══ Le document
Le 24 juin, la salle Richelieu accueillera, pour la première fois, la finale nationale de la douzième édition du Trophée d’impro Culture & Diversité.
Alain Degois est aux anges. Le 24 juin, l’improvisation théâtrale, à laquelle ce metteur en scène a consacré une très large partie de sa vie professionnelle, aura les honneurs de la Comédie-Française. Ce jour-là, la salle Richelieu accueillera, pour la première fois, la finale nationale de la douzième édition du Trophée d’impro Culture & Diversité. Soit, sur scène, soixante-six collégiens représentant onze équipes régionales venues de toute la France, qui improviseront avec l’aide de leur coach des saynètes à la manière de Molière (célébration des 400 ans de sa naissance oblige), sous le regard d’un arbitre. Et, dans la salle, beaucoup de jeunes ayant participé aux sélections se retrouveront pour soutenir les finalistes. La journée se clôturera par un match de gala qui verra se rencontrer des collégiens, quelques comédiens de la Comédie-Française qui se prêteront au jeu et des invités, parmi lesquels Jamel Debbouze.
L’humoriste doit tout à l’improvisation théâtrale. C’est à Trappes, dans cette commune des Yvelines où il a grandi, que Jamel Debbouze a fait ses premiers pas sur scène, grâce aux ateliers d’impro organisés dans les collèges par la compagnie Déclic Théâtre, d’Alain Degois. Celui que tout le monde surnomme « Papy » Degois, en référence à son don d’imitation pour le Papy Mougeot de Coluche, a, pendant vingt ans, initié des milliers de collégiens à cette pratique et déniché le talent de Jamel Debbouze, mais aussi de Sophia Aram, Arnaud Tsamere ou encore Issa Doumbia. Il a transmis les clés de Déclic Théâtre en 2014, et multiplie depuis les mises en scène d’humoristes (Blanche Gardin, Bun Hay Mean, Marc Fraize, etc.), mais n’a pas renoncé à défendre l’impro.
Ambiance exaltée
« Avoir accès à la scène de la Comédie-Française, c’est une des reconnaissances qui me touchent le plus, déclare Alain Degois. Alors que les institutions culturelles m’ont toujours renvoyé que je faisais du social, de l’animation, du divertissement, l’improvisation devient une discipline à part entière du théâtre. » Il ajoute, avec la jovialité qui ne le quitte jamais : « C’est la première fois en quatre cents ans que des textes non validés par le comité de lecture vont être joués à la Comédie-Française. »
Douze ans déjà que lui et Jamel Debbouze, grâce à sa notoriété, ont convaincu la Fondation Culture & Diversité – créée par le milliardaire Marc Ladreit de Lacharrière pour favoriser l’accès aux arts et à la culture des jeunes issus de milieux modestes – de soutenir l’improvisation théâtrale. Désormais, une trentaine de compagnies présentes dans une centaine de collèges, majoritairement de quartiers sensibles, forment plus de 1 400 jeunes à cette pratique artistique.
════
══ Jeu de données
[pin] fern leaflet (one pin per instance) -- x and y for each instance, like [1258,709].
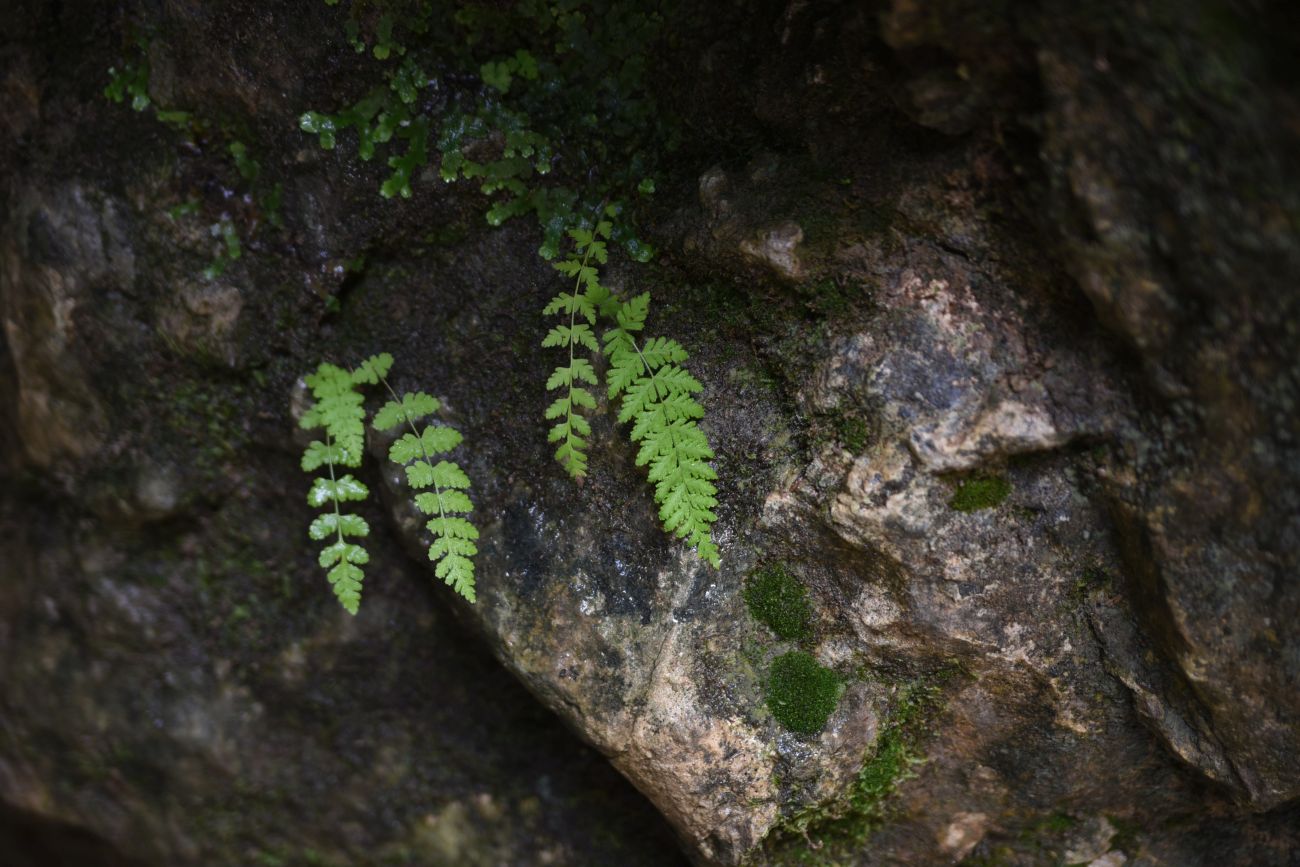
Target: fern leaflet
════
** Série d'exercices **
A. Selon l'article sur le Trophée d'impro, combien de collégiens seront sur scène pour la finale nationale ?
B. Dites si chacune de ces phrases est conforme à l'article sur le Trophée d'impro, en citant les mots qui le montrent : (i) Alain Degois a transmis les clés de Déclic Théâtre en 2014. (ii) Jamel Debbouze a grandi à Trappes. (iii) La Fondation Culture & Diversité a été créée par Alain Degois.
Pour répondre, appuyez-vous seulement sur l'article.

** Corrigés ci-dessous **
A. Soixante-six collégiens, répartis en onze équipes régionales.

B.
(i) Oui : « Il a transmis les clés de Déclic Théâtre en 2014 ».
(ii) Oui : « C’est à Trappes, dans cette commune des Yvelines où il a grandi ».
(iii) Non : « créée par le milliardaire Marc Ladreit de Lacharrière ».